[Dataset items]
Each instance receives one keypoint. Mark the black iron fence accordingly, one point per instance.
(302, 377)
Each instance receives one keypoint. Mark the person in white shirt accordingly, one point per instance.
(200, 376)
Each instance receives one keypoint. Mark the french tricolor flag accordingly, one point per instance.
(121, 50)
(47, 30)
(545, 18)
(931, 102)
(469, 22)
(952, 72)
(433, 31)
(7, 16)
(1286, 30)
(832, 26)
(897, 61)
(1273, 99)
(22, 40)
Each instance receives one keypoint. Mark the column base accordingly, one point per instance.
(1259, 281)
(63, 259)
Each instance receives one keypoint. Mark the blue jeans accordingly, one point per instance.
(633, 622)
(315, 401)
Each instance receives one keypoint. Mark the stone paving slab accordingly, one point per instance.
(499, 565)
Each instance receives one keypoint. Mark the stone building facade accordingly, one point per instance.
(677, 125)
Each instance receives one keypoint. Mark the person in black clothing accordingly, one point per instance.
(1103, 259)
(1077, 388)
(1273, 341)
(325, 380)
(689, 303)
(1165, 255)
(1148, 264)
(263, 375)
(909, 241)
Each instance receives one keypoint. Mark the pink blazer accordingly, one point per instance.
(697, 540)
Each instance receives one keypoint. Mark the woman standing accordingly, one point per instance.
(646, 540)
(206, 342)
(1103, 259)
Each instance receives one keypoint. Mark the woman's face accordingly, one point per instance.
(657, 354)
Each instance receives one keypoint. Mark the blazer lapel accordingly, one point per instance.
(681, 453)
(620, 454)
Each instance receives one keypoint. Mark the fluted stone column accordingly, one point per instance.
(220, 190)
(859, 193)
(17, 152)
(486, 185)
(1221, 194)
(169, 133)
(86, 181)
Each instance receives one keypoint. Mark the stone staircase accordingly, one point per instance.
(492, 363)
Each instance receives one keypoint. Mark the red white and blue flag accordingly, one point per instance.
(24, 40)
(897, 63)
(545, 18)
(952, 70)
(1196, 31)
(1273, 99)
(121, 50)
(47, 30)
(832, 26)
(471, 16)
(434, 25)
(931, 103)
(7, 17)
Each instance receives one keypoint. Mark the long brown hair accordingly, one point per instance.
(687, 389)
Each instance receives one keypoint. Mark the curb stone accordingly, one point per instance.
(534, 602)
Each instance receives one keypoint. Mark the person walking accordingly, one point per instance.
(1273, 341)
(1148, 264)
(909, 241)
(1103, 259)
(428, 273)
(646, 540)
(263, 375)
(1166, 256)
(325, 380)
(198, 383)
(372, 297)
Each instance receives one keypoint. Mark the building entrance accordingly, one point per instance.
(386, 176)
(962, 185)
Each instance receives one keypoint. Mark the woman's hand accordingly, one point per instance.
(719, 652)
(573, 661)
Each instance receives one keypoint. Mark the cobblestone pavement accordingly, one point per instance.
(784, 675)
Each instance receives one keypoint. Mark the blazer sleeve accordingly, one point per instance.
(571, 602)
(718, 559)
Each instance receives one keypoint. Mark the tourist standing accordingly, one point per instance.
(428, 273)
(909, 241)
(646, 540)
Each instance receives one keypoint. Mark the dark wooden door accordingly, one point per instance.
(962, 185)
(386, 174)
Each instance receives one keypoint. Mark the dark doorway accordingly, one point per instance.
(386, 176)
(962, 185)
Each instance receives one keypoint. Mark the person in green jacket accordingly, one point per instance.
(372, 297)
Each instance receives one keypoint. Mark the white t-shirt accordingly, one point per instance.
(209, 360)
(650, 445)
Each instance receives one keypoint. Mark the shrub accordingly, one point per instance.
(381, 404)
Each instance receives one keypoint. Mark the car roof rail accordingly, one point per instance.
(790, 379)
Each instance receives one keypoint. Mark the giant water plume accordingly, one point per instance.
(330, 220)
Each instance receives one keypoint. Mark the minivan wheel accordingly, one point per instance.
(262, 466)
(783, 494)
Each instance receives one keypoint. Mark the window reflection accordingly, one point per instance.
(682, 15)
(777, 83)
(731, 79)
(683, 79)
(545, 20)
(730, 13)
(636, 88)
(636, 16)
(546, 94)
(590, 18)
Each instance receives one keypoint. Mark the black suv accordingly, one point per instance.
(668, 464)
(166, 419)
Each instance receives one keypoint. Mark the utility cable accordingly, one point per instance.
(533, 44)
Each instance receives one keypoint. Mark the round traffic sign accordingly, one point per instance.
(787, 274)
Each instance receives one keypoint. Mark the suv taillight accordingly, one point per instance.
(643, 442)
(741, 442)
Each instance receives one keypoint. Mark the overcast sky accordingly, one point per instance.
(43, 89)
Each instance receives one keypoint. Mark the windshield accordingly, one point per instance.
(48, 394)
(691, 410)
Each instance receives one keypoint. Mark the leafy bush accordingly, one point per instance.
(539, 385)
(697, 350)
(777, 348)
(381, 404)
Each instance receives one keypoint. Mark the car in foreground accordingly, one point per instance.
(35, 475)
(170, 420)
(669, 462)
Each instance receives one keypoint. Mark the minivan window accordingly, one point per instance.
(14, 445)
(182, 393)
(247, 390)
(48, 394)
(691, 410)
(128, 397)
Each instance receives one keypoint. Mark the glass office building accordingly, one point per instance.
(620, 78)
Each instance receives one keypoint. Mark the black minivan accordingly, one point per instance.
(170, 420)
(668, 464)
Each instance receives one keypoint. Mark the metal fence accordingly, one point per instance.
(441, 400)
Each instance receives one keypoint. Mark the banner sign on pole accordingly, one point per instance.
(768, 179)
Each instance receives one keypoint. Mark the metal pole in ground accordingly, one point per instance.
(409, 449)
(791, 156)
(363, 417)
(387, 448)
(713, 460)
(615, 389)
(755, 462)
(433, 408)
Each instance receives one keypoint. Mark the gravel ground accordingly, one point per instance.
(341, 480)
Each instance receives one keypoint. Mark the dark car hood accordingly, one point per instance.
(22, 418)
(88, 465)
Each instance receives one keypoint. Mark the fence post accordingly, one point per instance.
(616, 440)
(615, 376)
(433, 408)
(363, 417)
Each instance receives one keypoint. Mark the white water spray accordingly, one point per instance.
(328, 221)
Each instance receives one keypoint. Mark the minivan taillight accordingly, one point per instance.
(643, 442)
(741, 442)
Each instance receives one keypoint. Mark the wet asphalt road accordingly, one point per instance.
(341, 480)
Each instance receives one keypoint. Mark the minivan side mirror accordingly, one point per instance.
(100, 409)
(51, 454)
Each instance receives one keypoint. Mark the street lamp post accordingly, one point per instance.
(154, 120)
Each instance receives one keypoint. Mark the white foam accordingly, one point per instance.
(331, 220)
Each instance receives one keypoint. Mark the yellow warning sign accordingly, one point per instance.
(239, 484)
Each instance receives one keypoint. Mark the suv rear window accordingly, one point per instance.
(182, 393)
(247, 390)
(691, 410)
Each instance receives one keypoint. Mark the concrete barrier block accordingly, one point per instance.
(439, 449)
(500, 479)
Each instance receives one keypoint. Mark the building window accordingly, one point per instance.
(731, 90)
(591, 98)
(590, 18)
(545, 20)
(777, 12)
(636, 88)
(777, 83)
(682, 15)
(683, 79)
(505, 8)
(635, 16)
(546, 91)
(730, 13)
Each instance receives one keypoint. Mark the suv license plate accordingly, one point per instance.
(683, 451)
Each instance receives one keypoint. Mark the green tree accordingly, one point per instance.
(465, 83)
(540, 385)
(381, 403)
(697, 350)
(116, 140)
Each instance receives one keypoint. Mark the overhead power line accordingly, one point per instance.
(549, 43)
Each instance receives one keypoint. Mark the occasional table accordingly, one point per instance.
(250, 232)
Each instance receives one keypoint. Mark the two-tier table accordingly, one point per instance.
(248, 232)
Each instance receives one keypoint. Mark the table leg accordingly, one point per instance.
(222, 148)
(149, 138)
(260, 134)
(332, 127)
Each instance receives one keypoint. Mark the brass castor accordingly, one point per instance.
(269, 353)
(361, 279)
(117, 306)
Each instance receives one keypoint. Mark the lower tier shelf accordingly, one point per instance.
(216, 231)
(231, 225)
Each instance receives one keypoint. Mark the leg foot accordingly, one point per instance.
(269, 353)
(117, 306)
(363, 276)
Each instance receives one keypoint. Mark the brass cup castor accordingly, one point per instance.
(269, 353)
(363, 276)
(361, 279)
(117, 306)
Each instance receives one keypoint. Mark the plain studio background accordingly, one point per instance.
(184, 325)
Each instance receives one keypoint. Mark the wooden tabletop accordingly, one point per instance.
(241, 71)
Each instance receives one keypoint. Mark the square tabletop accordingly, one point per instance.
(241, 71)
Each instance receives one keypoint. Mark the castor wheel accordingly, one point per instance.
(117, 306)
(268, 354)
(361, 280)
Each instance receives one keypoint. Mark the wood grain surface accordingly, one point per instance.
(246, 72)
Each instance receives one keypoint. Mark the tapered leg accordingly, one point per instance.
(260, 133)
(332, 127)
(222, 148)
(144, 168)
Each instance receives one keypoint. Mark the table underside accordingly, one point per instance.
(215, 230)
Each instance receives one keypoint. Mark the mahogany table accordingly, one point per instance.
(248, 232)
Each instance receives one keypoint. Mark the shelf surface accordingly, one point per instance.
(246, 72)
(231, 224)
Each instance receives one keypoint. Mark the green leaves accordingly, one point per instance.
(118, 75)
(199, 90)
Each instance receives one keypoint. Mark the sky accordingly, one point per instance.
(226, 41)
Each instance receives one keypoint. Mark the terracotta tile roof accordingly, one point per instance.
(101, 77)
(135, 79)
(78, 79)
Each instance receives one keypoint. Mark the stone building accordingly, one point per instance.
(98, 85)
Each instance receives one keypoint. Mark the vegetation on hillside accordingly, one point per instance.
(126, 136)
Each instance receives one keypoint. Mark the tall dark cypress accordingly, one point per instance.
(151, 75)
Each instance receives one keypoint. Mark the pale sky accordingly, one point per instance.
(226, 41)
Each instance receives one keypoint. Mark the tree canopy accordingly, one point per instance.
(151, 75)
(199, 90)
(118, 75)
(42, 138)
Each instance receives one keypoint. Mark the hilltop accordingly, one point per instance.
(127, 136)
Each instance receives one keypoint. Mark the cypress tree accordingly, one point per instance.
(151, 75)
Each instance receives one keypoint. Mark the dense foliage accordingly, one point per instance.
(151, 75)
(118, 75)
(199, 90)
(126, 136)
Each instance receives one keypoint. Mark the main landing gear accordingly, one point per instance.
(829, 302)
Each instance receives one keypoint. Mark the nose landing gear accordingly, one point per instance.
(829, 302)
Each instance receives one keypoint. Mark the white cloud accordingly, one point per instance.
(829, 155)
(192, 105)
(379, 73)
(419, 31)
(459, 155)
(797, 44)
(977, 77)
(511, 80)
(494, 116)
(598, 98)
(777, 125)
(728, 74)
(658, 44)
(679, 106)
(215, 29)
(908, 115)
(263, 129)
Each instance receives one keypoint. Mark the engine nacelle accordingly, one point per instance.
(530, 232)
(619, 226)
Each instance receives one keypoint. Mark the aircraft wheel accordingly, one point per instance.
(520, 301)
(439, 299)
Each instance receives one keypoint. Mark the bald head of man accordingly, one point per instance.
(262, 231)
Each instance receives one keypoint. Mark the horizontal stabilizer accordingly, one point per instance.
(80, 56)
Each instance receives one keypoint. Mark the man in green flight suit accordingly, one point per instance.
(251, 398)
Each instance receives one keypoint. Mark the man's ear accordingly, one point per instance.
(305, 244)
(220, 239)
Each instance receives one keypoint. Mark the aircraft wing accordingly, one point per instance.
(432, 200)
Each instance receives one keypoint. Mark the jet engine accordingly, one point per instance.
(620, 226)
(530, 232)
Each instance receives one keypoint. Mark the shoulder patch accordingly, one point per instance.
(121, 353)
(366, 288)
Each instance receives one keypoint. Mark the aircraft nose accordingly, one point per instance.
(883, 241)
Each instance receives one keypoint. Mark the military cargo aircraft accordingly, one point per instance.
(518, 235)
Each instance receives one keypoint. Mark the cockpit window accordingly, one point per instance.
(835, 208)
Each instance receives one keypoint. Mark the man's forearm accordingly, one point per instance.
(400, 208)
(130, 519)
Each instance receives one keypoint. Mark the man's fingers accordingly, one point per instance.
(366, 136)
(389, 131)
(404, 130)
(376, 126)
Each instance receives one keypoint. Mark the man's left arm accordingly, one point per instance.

PROMPT
Rewrite the lines above as a numbered list, starting with the line that contains "Each instance receives one keypoint. Mark the jet" and continuing through the end of the records. Omit any blank lines.

TASK ANSWER
1. Each instance receives one keypoint. Mark the jet engine accordingly, one point per instance.
2. (620, 226)
3. (530, 232)
4. Each instance receives one keypoint. Mark the shoulder patch accordingly, one point per instance.
5. (121, 353)
6. (366, 288)
7. Each instance receives one keypoint. Mark the aircraft nose accordingly, one point per instance.
8. (883, 241)
9. Each instance receives one keypoint. Mark the military cargo aircraft accordingly, one point per instance.
10. (518, 235)
11. Each instance receives one keypoint. Mark the cockpit window accordingly, one point per instance.
12. (835, 208)
13. Each instance receives one keypoint. Mark the man's forearm accordingly, one point per instance.
14. (400, 208)
15. (130, 519)
16. Each instance receives one keypoint. Mark the man's fingers accordingly, one point per instance.
17. (366, 136)
18. (389, 131)
19. (404, 130)
20. (376, 126)
21. Each instance receives one keypoint. Mark the man's left arm accordingly, one point per instance.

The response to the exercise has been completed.